- **DIRECTIONS FOR THIS TASK**
Answer these from the passage on restaurant supply chain challenges:
(a) At which university is Brian Warrener an associate professor?
(b) Where did he recently present his observations?
(c) Under what condition did operators who raised prices get little to no pushback from customers?
*** Opening of PASSAGE SHOWN ***
Supply chain disruptions are top-of-mind for restaurateurs, but the same issues that are making restaurant operations so challenging these days, including staffing shortages, rising prices, a fickle and unpredictable marketplace and, yes, supply chain issues, are affecting suppliers and distributors, too, according to Brian Warrener, an associate professor at Johnson & Wales University in Providence, R.I., who specializes in teaching food & beverage hospitality and management.
He recently shared his observations in a presentation at the National Restaurant Show and added that, although some of the challenges might be mitigated with the recession that is expected to occur later this year, which should include a loosening of the labor market, the economic contraction is likely to be short-lived and systemic problems could continue for months or years to come.
There are no easy solutions to the problems, but Warrener did suggest ways for restaurants to offset some of the difficulties, or at least find ways to pay for them.
Increase prices: Many operators that Warrener spoke to who have raised prices have received little to no pushback from their customers, as long as the quality of food and service were maintained — an important caveat. However, he cautioned restaurateurs to do so carefully, noting that with the middle class being squeezed as gas and food prices remain high, a majority of them are reportedly cutting back on dining out, trading down to less expensive restaurant, decreasing the amount they spend per meal or a combination of the three.
*** Close of PASSAGE SHOWN ***
*** Opening of RECORDS SHOWN ***
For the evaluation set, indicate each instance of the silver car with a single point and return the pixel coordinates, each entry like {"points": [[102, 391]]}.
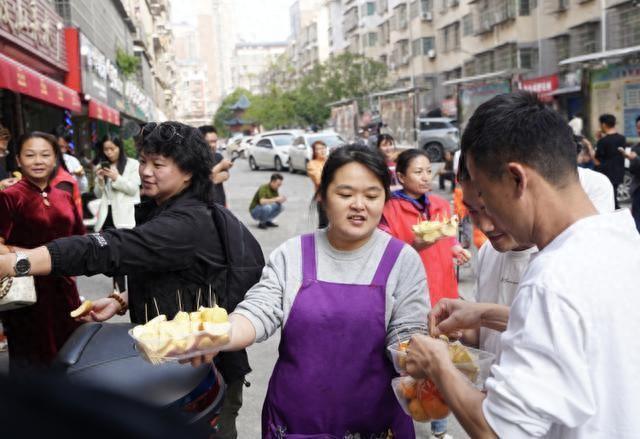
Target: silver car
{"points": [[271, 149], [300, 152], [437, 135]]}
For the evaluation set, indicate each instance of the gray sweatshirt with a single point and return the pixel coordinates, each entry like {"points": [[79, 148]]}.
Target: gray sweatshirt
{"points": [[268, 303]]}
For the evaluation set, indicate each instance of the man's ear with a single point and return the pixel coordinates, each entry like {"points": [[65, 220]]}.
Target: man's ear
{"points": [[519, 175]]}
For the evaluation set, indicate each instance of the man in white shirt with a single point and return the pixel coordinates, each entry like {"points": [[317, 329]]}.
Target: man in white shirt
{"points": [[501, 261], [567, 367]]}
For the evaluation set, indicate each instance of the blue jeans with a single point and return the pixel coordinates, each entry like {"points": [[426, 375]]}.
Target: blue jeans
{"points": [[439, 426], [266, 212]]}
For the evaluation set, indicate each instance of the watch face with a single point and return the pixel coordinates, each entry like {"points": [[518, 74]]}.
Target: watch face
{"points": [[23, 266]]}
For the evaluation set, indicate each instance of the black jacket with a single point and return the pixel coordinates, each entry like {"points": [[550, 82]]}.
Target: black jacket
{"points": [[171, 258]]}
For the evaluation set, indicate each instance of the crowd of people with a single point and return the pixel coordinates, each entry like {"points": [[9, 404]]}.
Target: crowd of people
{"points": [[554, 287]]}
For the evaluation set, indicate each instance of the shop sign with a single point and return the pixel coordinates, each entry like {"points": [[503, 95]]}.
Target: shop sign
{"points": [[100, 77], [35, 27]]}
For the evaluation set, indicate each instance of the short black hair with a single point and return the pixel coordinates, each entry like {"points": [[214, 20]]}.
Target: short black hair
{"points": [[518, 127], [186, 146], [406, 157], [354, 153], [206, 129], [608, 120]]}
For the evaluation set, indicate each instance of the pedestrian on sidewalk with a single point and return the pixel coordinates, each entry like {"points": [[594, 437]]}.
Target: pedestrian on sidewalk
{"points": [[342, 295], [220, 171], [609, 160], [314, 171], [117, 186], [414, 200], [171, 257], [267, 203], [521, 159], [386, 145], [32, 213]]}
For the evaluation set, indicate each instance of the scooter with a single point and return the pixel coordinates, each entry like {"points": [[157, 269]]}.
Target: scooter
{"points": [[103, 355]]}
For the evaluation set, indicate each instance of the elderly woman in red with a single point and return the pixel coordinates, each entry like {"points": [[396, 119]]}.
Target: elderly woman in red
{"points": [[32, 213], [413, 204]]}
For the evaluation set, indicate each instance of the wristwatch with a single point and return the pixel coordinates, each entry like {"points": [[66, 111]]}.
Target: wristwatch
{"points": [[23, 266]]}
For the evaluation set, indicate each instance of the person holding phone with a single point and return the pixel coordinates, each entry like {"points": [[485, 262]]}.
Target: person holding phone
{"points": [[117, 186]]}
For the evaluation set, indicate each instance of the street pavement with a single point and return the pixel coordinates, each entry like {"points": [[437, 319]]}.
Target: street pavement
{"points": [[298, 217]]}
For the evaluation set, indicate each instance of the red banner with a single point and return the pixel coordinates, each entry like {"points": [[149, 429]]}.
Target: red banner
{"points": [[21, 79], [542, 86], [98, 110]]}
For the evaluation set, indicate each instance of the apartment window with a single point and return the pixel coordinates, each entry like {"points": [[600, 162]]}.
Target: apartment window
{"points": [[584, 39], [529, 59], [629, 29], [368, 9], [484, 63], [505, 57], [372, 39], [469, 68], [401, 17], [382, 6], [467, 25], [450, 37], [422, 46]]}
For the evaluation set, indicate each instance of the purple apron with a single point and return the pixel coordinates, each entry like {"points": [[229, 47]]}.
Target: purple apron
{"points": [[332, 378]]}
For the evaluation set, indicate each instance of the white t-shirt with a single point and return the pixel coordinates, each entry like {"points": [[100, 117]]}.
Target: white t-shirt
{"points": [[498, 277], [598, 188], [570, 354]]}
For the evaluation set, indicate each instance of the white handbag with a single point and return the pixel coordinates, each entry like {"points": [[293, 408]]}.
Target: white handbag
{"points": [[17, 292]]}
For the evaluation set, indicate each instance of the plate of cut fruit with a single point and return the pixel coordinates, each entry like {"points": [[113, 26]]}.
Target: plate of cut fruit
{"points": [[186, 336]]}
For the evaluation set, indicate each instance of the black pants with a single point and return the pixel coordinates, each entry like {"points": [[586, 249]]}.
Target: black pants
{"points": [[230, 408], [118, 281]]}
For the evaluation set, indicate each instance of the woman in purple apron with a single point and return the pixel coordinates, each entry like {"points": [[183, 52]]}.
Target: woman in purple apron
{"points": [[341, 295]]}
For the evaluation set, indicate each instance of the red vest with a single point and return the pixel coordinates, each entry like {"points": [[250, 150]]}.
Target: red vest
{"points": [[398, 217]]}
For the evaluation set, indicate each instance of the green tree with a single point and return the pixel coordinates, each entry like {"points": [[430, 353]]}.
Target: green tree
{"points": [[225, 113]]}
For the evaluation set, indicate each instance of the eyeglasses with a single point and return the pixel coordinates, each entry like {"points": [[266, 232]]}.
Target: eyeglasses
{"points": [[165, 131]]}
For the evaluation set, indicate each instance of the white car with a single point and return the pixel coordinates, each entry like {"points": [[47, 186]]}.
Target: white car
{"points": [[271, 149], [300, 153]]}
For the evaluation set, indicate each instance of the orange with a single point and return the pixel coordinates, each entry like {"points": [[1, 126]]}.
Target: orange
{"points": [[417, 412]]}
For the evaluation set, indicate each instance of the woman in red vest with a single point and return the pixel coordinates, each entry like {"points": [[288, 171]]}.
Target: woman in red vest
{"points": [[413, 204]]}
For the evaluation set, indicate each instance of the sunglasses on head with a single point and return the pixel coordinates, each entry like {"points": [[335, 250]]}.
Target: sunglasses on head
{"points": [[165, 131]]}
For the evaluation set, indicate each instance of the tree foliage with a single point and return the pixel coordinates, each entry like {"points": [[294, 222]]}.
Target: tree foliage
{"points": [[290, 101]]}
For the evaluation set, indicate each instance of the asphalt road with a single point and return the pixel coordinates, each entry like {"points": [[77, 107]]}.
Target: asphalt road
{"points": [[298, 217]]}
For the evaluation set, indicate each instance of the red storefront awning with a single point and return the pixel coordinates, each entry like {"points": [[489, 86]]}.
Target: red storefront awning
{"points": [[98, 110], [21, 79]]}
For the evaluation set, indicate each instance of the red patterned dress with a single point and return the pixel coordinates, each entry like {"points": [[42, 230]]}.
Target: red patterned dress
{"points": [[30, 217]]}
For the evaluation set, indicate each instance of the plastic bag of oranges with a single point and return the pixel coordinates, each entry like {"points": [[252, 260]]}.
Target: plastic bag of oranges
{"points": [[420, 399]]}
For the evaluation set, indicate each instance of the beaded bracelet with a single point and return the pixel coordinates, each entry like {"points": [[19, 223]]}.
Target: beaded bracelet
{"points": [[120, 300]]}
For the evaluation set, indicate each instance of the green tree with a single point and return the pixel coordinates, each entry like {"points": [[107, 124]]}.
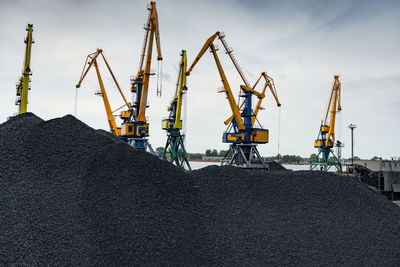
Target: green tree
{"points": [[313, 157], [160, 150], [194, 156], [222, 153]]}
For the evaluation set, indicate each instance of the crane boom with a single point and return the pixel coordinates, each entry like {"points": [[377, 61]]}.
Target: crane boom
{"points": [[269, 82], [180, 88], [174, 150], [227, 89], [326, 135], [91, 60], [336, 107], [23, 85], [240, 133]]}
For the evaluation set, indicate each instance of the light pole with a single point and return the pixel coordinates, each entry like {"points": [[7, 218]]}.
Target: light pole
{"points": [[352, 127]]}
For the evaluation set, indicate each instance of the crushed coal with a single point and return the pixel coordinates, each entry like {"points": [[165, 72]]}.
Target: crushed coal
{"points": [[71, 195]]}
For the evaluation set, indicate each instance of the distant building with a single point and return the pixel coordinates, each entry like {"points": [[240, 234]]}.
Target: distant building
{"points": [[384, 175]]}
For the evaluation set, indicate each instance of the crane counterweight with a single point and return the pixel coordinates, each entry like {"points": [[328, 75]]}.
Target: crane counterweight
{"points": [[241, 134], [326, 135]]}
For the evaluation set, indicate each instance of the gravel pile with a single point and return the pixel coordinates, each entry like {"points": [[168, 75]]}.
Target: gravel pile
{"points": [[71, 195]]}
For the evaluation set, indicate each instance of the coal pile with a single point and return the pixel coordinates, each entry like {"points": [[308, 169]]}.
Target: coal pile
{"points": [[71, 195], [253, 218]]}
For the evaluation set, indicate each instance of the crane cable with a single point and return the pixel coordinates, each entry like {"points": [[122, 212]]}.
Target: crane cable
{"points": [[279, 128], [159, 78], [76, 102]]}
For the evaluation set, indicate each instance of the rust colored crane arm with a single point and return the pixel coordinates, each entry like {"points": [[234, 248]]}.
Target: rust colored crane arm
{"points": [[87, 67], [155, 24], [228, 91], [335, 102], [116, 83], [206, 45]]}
*** Close of RECORDS SHOWN ***
*** Opening of RECORDS SHOWN ***
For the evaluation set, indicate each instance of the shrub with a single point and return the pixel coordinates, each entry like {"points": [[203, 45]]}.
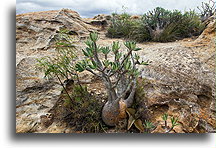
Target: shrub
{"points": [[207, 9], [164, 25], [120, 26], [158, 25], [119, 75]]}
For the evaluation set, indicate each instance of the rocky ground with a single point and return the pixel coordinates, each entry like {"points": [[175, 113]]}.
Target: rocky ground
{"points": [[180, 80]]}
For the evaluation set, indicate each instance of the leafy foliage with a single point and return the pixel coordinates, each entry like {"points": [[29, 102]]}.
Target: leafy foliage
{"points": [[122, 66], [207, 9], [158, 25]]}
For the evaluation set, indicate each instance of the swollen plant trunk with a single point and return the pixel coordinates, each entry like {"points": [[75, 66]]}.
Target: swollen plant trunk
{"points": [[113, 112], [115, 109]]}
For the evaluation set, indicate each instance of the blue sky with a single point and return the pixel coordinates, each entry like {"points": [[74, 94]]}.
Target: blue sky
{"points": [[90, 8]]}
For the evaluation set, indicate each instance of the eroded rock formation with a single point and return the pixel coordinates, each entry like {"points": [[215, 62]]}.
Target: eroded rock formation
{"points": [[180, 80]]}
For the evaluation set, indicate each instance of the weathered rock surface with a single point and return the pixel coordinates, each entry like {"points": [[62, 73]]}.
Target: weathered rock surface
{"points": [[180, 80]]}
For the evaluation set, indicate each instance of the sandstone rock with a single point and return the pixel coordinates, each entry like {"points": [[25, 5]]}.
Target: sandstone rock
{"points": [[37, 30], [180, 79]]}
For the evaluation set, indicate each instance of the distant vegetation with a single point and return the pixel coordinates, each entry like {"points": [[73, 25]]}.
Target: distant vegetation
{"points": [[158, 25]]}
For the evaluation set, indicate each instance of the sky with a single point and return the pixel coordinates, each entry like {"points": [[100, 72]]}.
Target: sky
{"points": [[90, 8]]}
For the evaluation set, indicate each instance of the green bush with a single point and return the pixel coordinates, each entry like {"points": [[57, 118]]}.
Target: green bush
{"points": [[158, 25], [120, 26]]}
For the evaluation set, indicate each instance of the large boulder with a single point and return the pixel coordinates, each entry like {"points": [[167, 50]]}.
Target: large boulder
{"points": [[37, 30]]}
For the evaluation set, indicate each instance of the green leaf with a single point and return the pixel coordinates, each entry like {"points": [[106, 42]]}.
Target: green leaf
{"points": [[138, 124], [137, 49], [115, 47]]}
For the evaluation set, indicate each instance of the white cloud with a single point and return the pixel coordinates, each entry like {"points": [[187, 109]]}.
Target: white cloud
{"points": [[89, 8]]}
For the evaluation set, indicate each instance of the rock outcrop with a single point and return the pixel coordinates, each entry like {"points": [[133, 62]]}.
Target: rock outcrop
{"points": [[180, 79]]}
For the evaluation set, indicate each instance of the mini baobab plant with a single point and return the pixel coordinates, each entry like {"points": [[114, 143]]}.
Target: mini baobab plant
*** Close of RECORDS SHOWN ***
*** Opening of RECORDS SHOWN ***
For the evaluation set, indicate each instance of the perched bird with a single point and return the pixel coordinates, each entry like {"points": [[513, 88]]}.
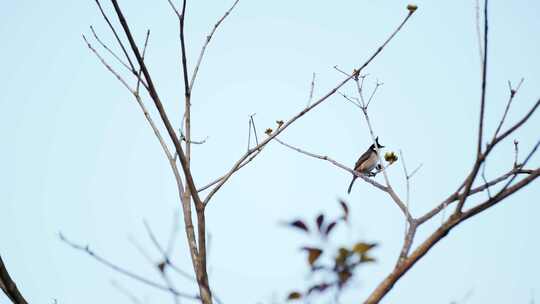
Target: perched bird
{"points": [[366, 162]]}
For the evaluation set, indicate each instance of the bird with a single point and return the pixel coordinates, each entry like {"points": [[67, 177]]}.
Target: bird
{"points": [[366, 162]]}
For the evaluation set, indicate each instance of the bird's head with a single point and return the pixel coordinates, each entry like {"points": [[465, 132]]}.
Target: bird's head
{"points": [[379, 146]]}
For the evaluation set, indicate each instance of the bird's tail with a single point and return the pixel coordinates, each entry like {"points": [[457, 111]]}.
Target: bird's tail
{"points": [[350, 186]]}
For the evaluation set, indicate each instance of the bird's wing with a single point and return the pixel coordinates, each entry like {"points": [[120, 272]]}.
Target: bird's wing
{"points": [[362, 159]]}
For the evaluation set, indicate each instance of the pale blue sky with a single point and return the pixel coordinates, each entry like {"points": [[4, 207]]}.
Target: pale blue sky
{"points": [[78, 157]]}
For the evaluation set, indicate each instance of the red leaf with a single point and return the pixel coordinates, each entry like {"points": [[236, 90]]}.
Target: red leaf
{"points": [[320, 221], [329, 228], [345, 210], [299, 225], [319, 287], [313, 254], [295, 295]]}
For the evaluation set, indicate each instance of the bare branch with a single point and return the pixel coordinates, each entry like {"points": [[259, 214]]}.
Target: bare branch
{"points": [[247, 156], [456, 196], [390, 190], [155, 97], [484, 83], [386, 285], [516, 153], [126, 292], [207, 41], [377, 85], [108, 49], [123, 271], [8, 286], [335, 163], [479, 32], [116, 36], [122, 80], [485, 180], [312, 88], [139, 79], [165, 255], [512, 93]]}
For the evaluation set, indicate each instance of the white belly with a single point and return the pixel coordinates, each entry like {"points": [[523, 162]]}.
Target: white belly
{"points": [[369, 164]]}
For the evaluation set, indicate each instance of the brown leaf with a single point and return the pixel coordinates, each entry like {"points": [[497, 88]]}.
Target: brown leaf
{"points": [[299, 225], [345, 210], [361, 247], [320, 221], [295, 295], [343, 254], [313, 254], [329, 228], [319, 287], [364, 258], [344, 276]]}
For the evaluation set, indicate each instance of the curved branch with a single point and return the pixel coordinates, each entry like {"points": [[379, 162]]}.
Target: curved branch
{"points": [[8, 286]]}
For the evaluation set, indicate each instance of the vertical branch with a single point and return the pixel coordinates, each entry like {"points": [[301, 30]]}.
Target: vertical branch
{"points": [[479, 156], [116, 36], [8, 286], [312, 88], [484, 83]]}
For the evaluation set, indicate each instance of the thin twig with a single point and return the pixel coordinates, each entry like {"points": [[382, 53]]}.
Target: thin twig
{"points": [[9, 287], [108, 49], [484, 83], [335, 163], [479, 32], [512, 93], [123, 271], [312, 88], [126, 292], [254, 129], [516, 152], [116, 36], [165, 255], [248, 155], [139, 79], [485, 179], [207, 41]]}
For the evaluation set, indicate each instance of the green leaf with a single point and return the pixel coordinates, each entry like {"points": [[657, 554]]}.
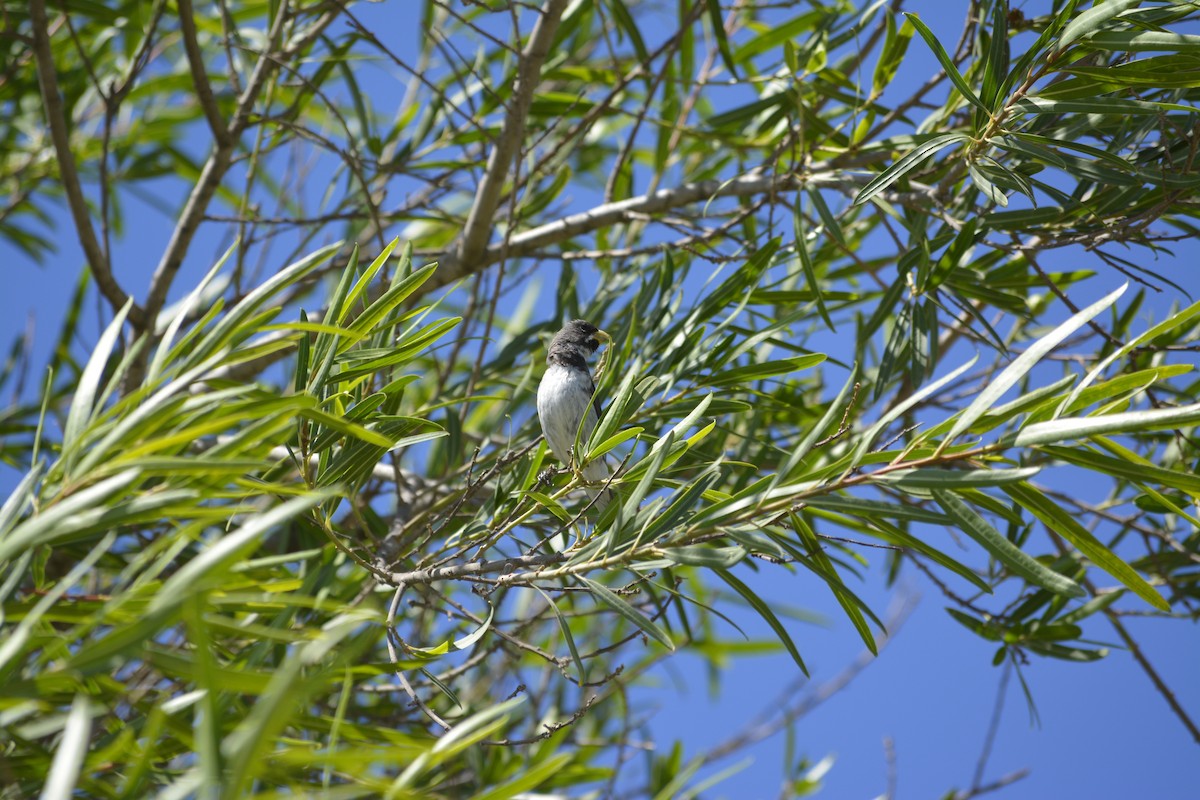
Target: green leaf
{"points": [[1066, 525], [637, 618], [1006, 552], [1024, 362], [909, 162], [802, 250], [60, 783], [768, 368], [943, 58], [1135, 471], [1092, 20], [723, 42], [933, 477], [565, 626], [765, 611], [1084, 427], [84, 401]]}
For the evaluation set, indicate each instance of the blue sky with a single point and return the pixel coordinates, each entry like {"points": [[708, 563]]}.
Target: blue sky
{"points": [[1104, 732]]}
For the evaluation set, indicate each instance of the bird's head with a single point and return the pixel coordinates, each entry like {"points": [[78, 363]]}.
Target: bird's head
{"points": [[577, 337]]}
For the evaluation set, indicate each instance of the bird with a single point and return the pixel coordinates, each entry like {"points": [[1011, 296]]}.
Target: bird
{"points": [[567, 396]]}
*** Close of RECORDS SHOWN ***
- **WRITTEN SOLUTION**
(a) Johnson & Wales University in Providence, R.I.
(b) At the National Restaurant Show.
(c) As long as the quality of food and service was maintained.